*Your task*: Show each line of the material below that contains the word "outline", treating uppercase and lowercase letters as different.

Dataset rows:

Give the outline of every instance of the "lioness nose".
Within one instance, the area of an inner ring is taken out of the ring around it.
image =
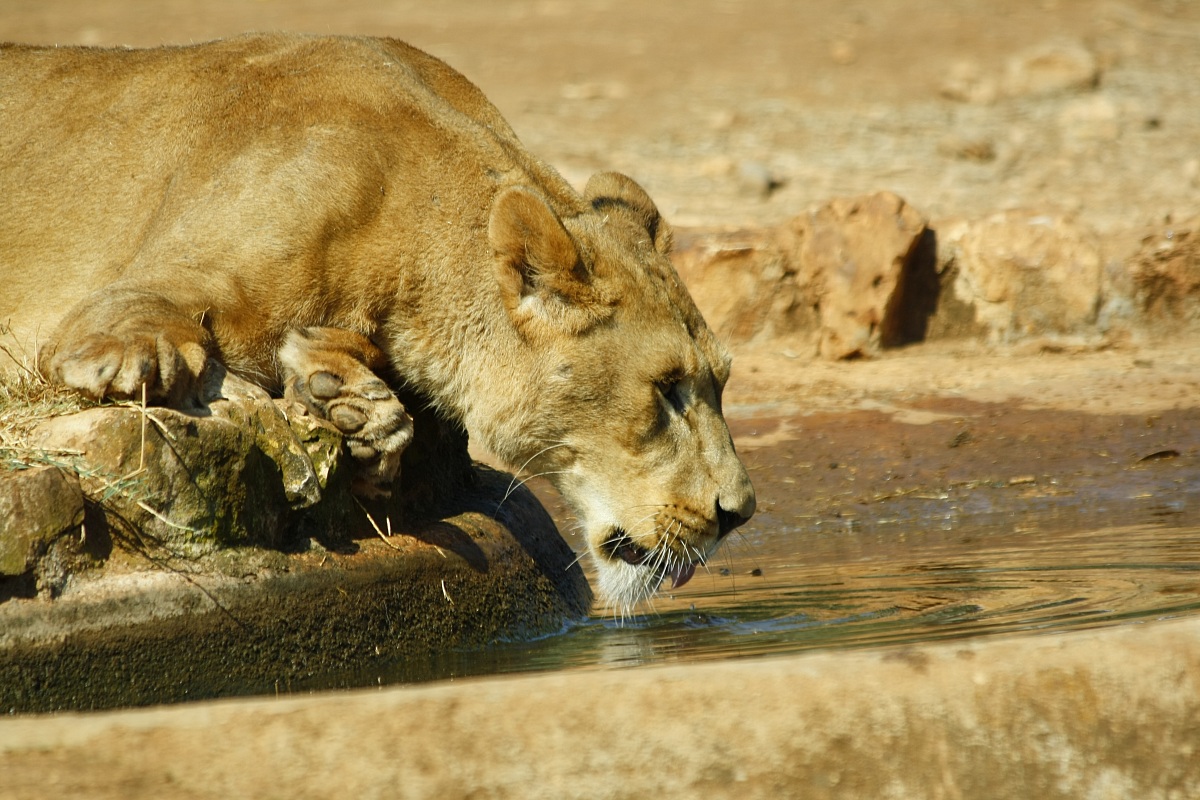
[[[743,517],[737,511],[726,511],[720,505],[716,506],[716,529],[719,537],[724,537],[734,528],[740,528],[748,522],[750,522],[750,517]]]

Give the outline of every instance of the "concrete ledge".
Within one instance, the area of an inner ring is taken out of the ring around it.
[[[1195,798],[1200,619],[0,722],[14,799]]]
[[[300,691],[331,673],[547,633],[586,614],[587,582],[541,505],[514,492],[497,513],[510,476],[476,475],[458,513],[386,543],[221,551],[182,561],[186,571],[110,565],[53,600],[10,599],[0,603],[0,709]]]

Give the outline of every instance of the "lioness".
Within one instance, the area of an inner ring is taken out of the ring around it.
[[[330,420],[380,482],[401,380],[551,477],[622,608],[754,513],[730,356],[654,203],[614,173],[581,197],[437,59],[10,44],[0,108],[0,323],[52,380],[187,407],[214,359]]]

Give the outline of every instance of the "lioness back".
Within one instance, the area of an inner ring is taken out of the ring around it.
[[[220,362],[338,427],[365,492],[409,441],[402,383],[551,477],[622,612],[754,513],[654,203],[576,192],[437,59],[4,46],[0,102],[0,324],[49,379],[186,408]]]

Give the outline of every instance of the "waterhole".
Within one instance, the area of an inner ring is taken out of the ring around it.
[[[685,587],[624,619],[598,607],[554,636],[409,656],[338,685],[913,645],[1200,613],[1196,411],[1147,423],[964,402],[920,410],[922,425],[876,411],[736,420],[758,512]],[[582,552],[569,511],[533,486]]]
[[[631,618],[598,610],[534,642],[392,663],[377,682],[920,644],[1200,613],[1200,528],[990,533],[980,541],[978,533],[847,525],[750,534],[730,551]]]

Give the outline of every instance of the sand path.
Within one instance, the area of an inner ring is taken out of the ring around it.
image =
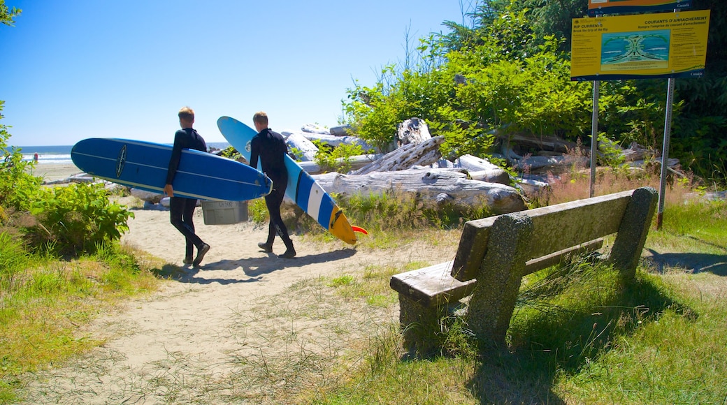
[[[286,362],[311,353],[332,361],[353,340],[375,334],[398,316],[398,305],[332,306],[325,296],[329,292],[322,292],[316,280],[360,276],[371,266],[450,260],[457,240],[436,248],[419,241],[374,250],[294,235],[298,256],[284,259],[257,248],[267,229],[248,223],[205,226],[198,209],[197,232],[212,249],[200,269],[183,266],[180,272],[184,242],[169,224],[169,212],[132,212],[122,242],[161,258],[169,263],[163,270],[177,277],[94,322],[89,336],[105,344],[39,375],[28,403],[240,403],[240,396],[276,403],[276,390],[293,383],[289,375],[280,377],[283,382],[274,375],[289,372]],[[284,250],[279,240],[273,249]],[[297,283],[302,286],[292,287]],[[265,367],[277,362],[278,372],[261,379],[258,361]]]

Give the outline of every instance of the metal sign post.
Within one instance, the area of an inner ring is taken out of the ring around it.
[[[601,82],[593,81],[593,115],[591,119],[591,178],[588,197],[595,194],[595,158],[598,150],[598,97]]]
[[[659,211],[656,213],[656,230],[662,229],[664,219],[664,193],[667,189],[667,160],[669,158],[669,143],[672,134],[672,105],[674,104],[674,78],[669,78],[667,91],[667,113],[664,119],[664,147],[662,148],[662,177],[659,185]]]

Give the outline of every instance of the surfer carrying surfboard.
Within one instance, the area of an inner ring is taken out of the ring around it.
[[[172,147],[172,158],[169,159],[169,168],[166,172],[166,184],[164,186],[164,193],[169,196],[169,220],[172,224],[184,235],[186,241],[184,263],[199,266],[204,255],[209,251],[209,245],[202,242],[194,233],[194,209],[197,206],[196,198],[174,197],[174,181],[177,169],[182,158],[182,149],[194,149],[202,152],[207,151],[207,144],[197,131],[192,128],[194,124],[194,110],[188,107],[182,107],[177,114],[180,118],[180,126],[182,129],[174,134],[174,143]],[[197,248],[197,256],[192,259],[194,248]]]
[[[265,205],[270,215],[268,240],[260,242],[257,246],[267,253],[273,251],[273,242],[277,233],[285,244],[286,250],[279,257],[292,258],[295,257],[293,241],[288,235],[288,229],[280,215],[280,206],[285,197],[285,189],[288,184],[288,169],[285,167],[285,155],[288,153],[288,145],[280,134],[268,128],[268,115],[262,111],[256,112],[252,117],[257,134],[250,141],[250,165],[257,168],[260,158],[262,172],[273,181],[273,191],[265,196]]]

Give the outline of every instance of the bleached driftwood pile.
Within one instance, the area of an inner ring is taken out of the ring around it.
[[[327,192],[338,195],[407,194],[430,205],[466,208],[483,203],[497,213],[525,209],[522,196],[509,185],[507,173],[495,165],[473,156],[457,162],[442,160],[439,146],[444,139],[432,137],[422,120],[402,123],[396,139],[398,148],[348,174],[314,174],[313,178]],[[297,149],[289,141],[289,145]],[[315,173],[310,165],[301,165]]]

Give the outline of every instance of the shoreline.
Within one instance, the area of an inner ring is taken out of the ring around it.
[[[73,163],[36,164],[28,172],[36,177],[41,177],[47,183],[63,180],[74,175],[84,173]]]

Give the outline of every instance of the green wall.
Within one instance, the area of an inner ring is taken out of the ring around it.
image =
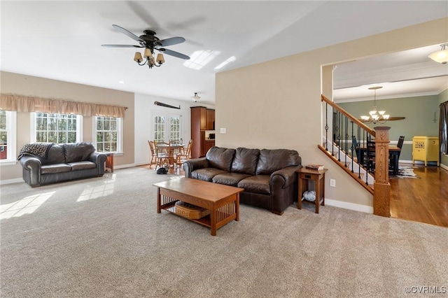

*Completed task*:
Give the outline of every instance of the "lioness nose".
Give the outline of every instance of the "concrete ledge".
Give the outline of every instance of the "lioness".
Give the outline of every instance of the "lioness back".
Give the outline of every instance of the "waterhole".
Give the outline of every instance of the sand path.
Give the outline of every instance of the metal sign post.
Give the outline of every instance of the surfer carrying surfboard.
Give the outline of every instance of the bleached driftwood pile.
Give the outline of every instance of the shoreline.
Give the outline of every instance of the green wall.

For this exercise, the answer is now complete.